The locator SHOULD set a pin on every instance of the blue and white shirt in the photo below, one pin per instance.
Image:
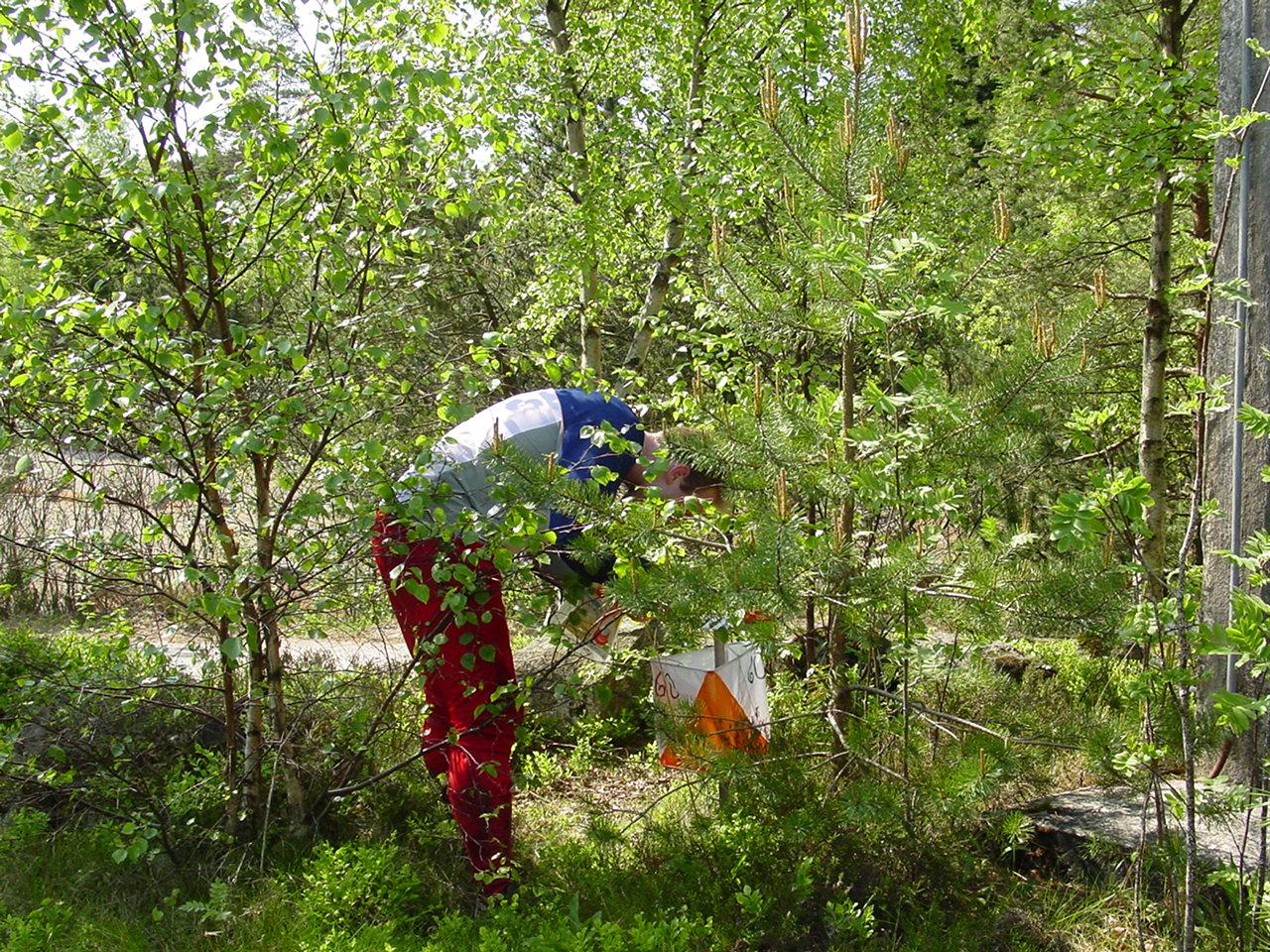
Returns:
(543, 424)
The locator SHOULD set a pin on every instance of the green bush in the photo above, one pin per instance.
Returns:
(350, 887)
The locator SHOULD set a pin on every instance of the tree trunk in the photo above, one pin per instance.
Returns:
(1152, 457)
(1238, 339)
(674, 239)
(575, 141)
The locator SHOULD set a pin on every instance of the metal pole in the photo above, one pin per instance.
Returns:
(720, 658)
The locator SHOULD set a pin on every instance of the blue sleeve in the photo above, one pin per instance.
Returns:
(583, 411)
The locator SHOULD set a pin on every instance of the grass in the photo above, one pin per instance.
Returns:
(810, 851)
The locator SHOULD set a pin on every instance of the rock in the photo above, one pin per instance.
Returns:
(1066, 825)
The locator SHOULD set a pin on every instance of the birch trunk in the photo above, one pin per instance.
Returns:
(575, 141)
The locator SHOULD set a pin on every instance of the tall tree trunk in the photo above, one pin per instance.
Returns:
(575, 141)
(1241, 220)
(674, 238)
(1152, 457)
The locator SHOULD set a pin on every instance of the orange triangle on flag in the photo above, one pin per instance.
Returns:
(722, 720)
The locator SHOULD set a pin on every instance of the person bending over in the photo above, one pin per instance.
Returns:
(440, 563)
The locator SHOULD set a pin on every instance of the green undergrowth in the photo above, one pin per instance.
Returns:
(898, 839)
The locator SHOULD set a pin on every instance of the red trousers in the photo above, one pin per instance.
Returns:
(448, 603)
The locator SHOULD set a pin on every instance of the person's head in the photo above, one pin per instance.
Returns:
(683, 479)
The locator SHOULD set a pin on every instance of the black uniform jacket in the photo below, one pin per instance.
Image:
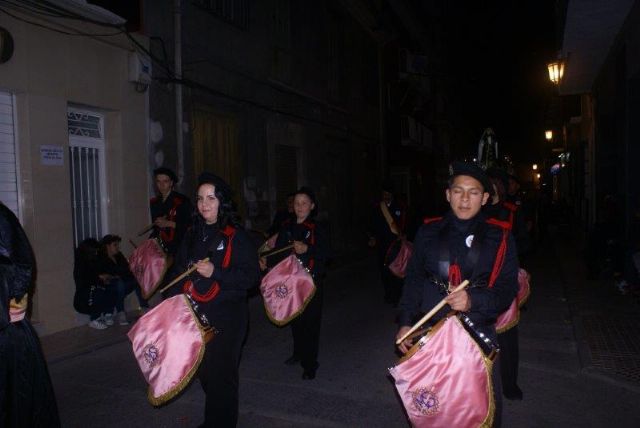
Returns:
(231, 279)
(444, 241)
(177, 208)
(16, 262)
(312, 234)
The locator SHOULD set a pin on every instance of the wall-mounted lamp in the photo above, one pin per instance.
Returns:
(556, 71)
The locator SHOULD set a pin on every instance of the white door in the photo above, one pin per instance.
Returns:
(87, 174)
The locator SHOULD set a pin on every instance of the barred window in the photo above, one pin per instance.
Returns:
(235, 12)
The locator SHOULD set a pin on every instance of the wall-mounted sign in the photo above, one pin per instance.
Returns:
(52, 155)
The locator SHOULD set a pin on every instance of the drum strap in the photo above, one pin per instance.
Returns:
(229, 232)
(453, 272)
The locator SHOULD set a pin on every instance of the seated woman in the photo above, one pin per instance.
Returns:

## Given task
Retype the items exactly, from their first line through the line that contains "(1066, 825)", with both ends included. Leave the pictures out of your answer.

## Correct answer
The locator SHOULD set a pin on every instance of the blue and white shirt in the photo below, one pin per instance.
Image:
Returns:
(543, 424)
The locator SHOULD set a pin on every instance of the green bush in the photo above, one pin per instance.
Returns:
(350, 887)
The locator SHOULD set a pin on every instance of the tree trunk in the photo above, one pin per instance.
Returns:
(1152, 457)
(1238, 339)
(674, 239)
(575, 141)
The locator SHOULD set a pin on every instance of the metal pole in the photo above, one pin per instance.
Returns:
(720, 658)
The locator SHOULD set a pin on every instance of the blue sleeve in the photo above, one pin per instance.
Returns:
(583, 411)
The locator SHOULD set a pin on every instance of the grass in the photo above, one pin per instance.
Returns:
(810, 851)
The locator SHOULD set a pin on every instance of the rock in the photo above, one pin per instance.
Returns:
(1066, 825)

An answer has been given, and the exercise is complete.